» WHAT THIS TASK INVOLVES:
Return each of the following records word for word, unchanged.

» RECORDS PROVIDED:
** start **

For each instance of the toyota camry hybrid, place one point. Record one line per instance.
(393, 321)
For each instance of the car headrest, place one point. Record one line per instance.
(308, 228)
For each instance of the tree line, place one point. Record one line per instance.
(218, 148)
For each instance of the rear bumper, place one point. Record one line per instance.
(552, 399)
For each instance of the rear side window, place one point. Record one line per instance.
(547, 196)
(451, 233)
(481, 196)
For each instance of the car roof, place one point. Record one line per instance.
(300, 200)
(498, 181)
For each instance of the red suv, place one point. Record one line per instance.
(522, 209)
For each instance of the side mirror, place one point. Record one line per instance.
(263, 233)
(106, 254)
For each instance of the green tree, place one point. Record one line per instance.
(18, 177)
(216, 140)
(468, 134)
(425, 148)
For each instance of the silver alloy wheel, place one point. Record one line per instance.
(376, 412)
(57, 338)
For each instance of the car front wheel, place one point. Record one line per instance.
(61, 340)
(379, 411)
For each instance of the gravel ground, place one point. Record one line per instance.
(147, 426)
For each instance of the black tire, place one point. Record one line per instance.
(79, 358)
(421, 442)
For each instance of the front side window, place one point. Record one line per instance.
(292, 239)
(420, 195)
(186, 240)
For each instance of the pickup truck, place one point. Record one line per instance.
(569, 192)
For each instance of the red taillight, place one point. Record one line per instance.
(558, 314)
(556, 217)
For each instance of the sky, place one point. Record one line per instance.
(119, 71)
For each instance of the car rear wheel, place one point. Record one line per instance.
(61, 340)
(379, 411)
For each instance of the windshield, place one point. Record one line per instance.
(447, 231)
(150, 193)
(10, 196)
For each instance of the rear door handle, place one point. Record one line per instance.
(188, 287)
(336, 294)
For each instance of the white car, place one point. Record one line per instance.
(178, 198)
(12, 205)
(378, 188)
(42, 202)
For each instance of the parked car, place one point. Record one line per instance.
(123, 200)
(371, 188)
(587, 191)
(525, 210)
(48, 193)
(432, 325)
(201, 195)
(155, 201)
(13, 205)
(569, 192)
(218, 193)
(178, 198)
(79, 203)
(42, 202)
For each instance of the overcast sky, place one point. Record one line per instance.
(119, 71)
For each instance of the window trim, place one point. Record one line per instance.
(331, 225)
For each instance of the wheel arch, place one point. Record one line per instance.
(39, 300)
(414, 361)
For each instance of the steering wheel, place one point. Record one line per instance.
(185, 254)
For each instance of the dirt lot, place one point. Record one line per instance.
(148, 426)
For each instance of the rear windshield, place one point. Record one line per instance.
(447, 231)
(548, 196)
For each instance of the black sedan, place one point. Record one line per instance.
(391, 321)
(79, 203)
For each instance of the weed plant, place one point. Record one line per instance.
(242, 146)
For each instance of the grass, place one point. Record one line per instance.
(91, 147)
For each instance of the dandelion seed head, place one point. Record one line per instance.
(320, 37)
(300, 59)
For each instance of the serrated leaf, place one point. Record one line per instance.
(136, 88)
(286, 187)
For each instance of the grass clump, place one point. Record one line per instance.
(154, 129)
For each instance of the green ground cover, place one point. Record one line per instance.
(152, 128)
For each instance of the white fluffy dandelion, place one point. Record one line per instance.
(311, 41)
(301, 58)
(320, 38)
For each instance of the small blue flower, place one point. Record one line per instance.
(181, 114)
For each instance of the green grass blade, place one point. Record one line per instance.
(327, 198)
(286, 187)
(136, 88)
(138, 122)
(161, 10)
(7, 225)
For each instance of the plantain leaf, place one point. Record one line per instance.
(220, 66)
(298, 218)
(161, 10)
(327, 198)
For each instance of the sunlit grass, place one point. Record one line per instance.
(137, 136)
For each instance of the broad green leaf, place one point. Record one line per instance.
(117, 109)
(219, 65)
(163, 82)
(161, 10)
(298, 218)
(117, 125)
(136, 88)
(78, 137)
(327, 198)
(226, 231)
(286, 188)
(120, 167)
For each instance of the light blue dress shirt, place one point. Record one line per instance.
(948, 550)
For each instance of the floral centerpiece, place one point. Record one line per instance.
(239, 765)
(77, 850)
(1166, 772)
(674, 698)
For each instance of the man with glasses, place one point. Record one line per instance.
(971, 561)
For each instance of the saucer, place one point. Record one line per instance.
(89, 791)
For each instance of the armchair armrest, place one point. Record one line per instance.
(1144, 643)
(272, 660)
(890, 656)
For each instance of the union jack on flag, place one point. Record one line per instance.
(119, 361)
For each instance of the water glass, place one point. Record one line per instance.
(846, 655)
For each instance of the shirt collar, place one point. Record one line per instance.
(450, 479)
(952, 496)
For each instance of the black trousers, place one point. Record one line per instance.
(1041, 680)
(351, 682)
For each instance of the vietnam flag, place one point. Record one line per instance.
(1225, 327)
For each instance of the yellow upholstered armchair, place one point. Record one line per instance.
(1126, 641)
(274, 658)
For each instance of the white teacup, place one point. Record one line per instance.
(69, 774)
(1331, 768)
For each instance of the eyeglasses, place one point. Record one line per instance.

** end **

» RESULT OF THE EXERCISE:
For each instance of the toyota camry hybrid, place one point. Record one line per instance.
(393, 321)
For each instance of the car headrest, place one point. Record one line per instance.
(308, 228)
For each instance of the tree line, place one point. Record one line per instance.
(218, 148)
For each instance of the rear bumper, place one point. Record one line per instance.
(552, 399)
For each instance of the rear side window, place one point. Record one line per instance.
(547, 196)
(451, 233)
(481, 196)
For each instance of the car roof, place one point. Record one line per instance.
(300, 200)
(498, 181)
For each instance of the red suv, place one point. Record one line per instance.
(522, 209)
For each instance of the side mirror, place one point. Record one line per instance.
(263, 233)
(106, 254)
For each instance of the green tree, place one point. Record one line per instance.
(18, 177)
(216, 140)
(468, 134)
(425, 148)
For each instance of the silver alloy wheel, place one point. Record one line per instance.
(376, 412)
(57, 338)
For each instance of the car front wheel, place one point. Record one line per instance.
(61, 340)
(379, 411)
For each instance of the gravel ground, place one point. Record one line per instance.
(147, 426)
For each instance of the black tire, place one point. Record one line per instance.
(79, 358)
(421, 442)
For each instance of the front side window, place one point. Record one line per instance.
(292, 239)
(420, 195)
(186, 240)
For each instance of the pickup truck, place one point. Record one line per instance.
(569, 192)
For each instance of the red taillight, place one point. Record one line per instance.
(558, 314)
(556, 217)
For each instance of the sky, place one point. Record one line per instance.
(119, 71)
For each instance of the car rear wheel, place one point. Record one line per instance.
(61, 340)
(379, 411)
For each instance of the windshield, place one point. Record one line per instance.
(447, 231)
(150, 193)
(10, 196)
For each instance of the rear door handle, place one point. Record one line per instance.
(188, 287)
(336, 294)
For each instance of the white car, place one point. Record one line per instance.
(178, 198)
(12, 205)
(378, 188)
(42, 202)
For each instance of the parked car, place one point. Record one line per instance.
(123, 200)
(371, 188)
(587, 191)
(525, 210)
(48, 193)
(432, 325)
(201, 195)
(155, 201)
(13, 205)
(569, 192)
(218, 193)
(178, 198)
(79, 203)
(42, 202)
For each instance of the overcast sky, place one point. Record one line per instance.
(119, 71)
For each instance of the window trim, place one point. Record one line per instance.
(331, 225)
For each instance of the wheel arch, place one point. Record one line per instance.
(39, 300)
(414, 361)
For each instance of the steering wheel, place one point. Record one line per instance.
(185, 254)
For each instance of the dirt lot, place one point. Record one line per instance.
(148, 426)
For each instance of the rear windshield, place one point. Record one line per instance.
(447, 231)
(548, 196)
For each instance of the black sedan, place one point. Record one line per instance.
(391, 321)
(79, 203)
For each instance of the weed plant, place one point. Record one line per instance.
(242, 146)
For each instance of the grass, place one point. Record one line per instance.
(91, 147)
For each instance of the dandelion seed head, place one point. Record one line per instance.
(320, 37)
(300, 59)
For each instance of the serrated leaf, place one point. Record one line per instance.
(136, 88)
(286, 187)
For each instance of the grass clump, place one point. Record one line per instance.
(154, 129)
For each instance of the green ground cover, place one point. Record one line per instance.
(152, 128)
For each instance of the white fluffy dandelion, place one point. Record one line per instance.
(311, 41)
(301, 58)
(320, 38)
For each instance of the small blue flower, place one point. Record one line per instance.
(181, 114)
For each instance of the green grass blade, place one point. Record one line per instance.
(327, 198)
(286, 187)
(136, 88)
(138, 122)
(161, 10)
(7, 225)
For each instance of the plantain leaf, place one point. Record one line per instance.
(220, 66)
(298, 218)
(161, 10)
(327, 198)
For each instance of the sunlit grass, place one point. Record one line per instance.
(137, 136)
For each instance of the broad green leaf, place one point. Record one line per instance.
(117, 109)
(219, 65)
(163, 82)
(161, 10)
(298, 218)
(117, 125)
(136, 88)
(78, 137)
(327, 198)
(226, 231)
(286, 188)
(120, 167)
For each instance of the light blue dress shirt, place one point. Record one line per instance.
(948, 550)
For each instance of the floral centerpiece, place one point. Record one line per instance.
(239, 765)
(77, 850)
(1166, 772)
(674, 698)
For each instance of the man with glasses, place one point. Record one line per instance.
(971, 561)
For each instance of the saucer, place one point. Record one line per instance.
(89, 791)
For each instance of the armchair armrest, place one point. Record one line per instance.
(1144, 643)
(272, 660)
(890, 656)
For each instance of the union jack on flag, place one point. Record one line per instance.
(119, 361)
For each instance of the water glass, place one point. Record one line per instance.
(846, 655)
For each instance of the shirt collar, place one point. Record one line per instance.
(450, 479)
(952, 496)
For each instance of the black trousers, place one point. Record one line per instance.
(1041, 680)
(351, 682)
For each instance of the vietnam flag, place one point. Record one line per instance.
(1225, 327)
For each instance of the yellow upholstered armchair, place one point. Record one line per instance.
(1126, 641)
(274, 658)
For each instance of the white teacup, place one point. Record one line per instance.
(69, 774)
(1331, 768)
For each instance of the eyeglasses, place one point. Record one line per instance.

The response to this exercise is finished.